Workers at Toyota’s Altona plant will on Wednesday afternoon down tools for 21 days – the longest holiday shutdown at any of the car maker’s 54 plants across the globe.

By comparison, the plant in Japan that Melbourne is competing against to build Toyota’s next Camry model will shut for only five days over New Year.

Toyota is considering closing the Altona plant, following decisions by Ford and Holden to end manufacturing in Australia.

As the company contemplates its survival in Australia, key component suppliers have offered fresh guarantees to continue supporting the car maker.

Toyota has asked its 2500 employees at Altona to accept reduced conditions to help save the car plant.

The company was last week prevented by a Federal Court judgment from putting 27 cost-cutting measures to a vote of staff. The company will decide whether to appeal that decision by Thursday.

Among the demands Toyota had wanted to put to its workforce was reducing the 21-day summer shutdown to 10 days.

Elsewhere across the 28 countries where Toyota manufactures cars, a 10-day shutdown is the longest closure for Christmas.

Tsutsumi, the plant in the Japanese city of Toyota that Melbourne is pitted against to make the next Camry, will shut down from December 28 to January 6 – five working days.

But the head of the vehicles union, Dave Smith, said the company had options open to it if it wanted to have staff work over Christmas. “Toyota … want a process that just allows them to implement whatever break they want,” he said.

Toyota argues that time is running out to decide where the new Camry and Aurion models will be built from 2018, and says it needs to show the company’s Japanese head office it can reduce the cost of making each car by $3800.

Parts suppliers to the company, though, have said they are prepared to downsize and diversify as a means of continuing to support the car maker.

There are fears the majority of Toyota’s suppliers will not be able to sustain the necessary critical mass to survive when Ford leaves Australia in 2016 and Holden in 2017.

Toyota relies on about 60 suppliers to produce components for local and exported vehicles, and is in the process of contacting each to ask whether they could survive on a reduced scale.

==========

Exercise description:
Edit the Toyota plant article from the words starting at "By comparison, the" and ending at "supporting the car maker.", and give that part again with "fresh guarantees" replaced by "new guarantees".

Extracted data:
==========

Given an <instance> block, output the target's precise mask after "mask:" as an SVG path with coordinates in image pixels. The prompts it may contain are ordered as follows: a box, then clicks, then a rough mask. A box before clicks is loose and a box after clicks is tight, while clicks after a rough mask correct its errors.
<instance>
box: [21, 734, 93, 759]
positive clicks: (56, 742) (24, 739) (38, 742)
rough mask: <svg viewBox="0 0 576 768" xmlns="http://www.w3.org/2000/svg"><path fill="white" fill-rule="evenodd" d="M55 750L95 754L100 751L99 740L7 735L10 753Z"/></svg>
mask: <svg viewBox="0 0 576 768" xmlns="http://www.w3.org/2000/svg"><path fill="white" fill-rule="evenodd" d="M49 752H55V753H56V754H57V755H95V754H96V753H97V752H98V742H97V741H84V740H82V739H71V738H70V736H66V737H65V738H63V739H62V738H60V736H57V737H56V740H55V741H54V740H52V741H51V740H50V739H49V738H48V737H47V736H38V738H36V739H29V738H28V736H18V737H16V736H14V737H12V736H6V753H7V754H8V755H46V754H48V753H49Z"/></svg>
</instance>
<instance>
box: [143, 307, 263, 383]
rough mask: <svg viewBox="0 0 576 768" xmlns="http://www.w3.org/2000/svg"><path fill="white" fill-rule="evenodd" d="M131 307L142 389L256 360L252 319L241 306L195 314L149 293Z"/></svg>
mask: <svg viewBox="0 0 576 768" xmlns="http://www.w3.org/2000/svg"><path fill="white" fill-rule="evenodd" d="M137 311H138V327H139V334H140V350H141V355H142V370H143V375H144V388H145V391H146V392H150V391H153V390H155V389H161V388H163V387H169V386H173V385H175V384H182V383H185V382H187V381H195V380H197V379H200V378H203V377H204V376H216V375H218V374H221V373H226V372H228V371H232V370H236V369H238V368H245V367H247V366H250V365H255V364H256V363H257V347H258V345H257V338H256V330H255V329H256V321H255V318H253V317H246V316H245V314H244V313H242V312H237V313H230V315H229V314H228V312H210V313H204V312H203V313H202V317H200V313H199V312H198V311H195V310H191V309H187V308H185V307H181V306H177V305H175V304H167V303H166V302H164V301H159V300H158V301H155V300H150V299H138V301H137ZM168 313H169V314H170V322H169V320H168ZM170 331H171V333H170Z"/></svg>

==========

Task answer:
By comparison, the plant in Japan that Melbourne is competing against to build Toyota’s next Camry model will shut for only five days over New Year.

Toyota is considering closing the Altona plant, following decisions by Ford and Holden to end manufacturing in Australia.

As the company contemplates its survival in Australia, key component suppliers have offered new guarantees to continue supporting the car maker.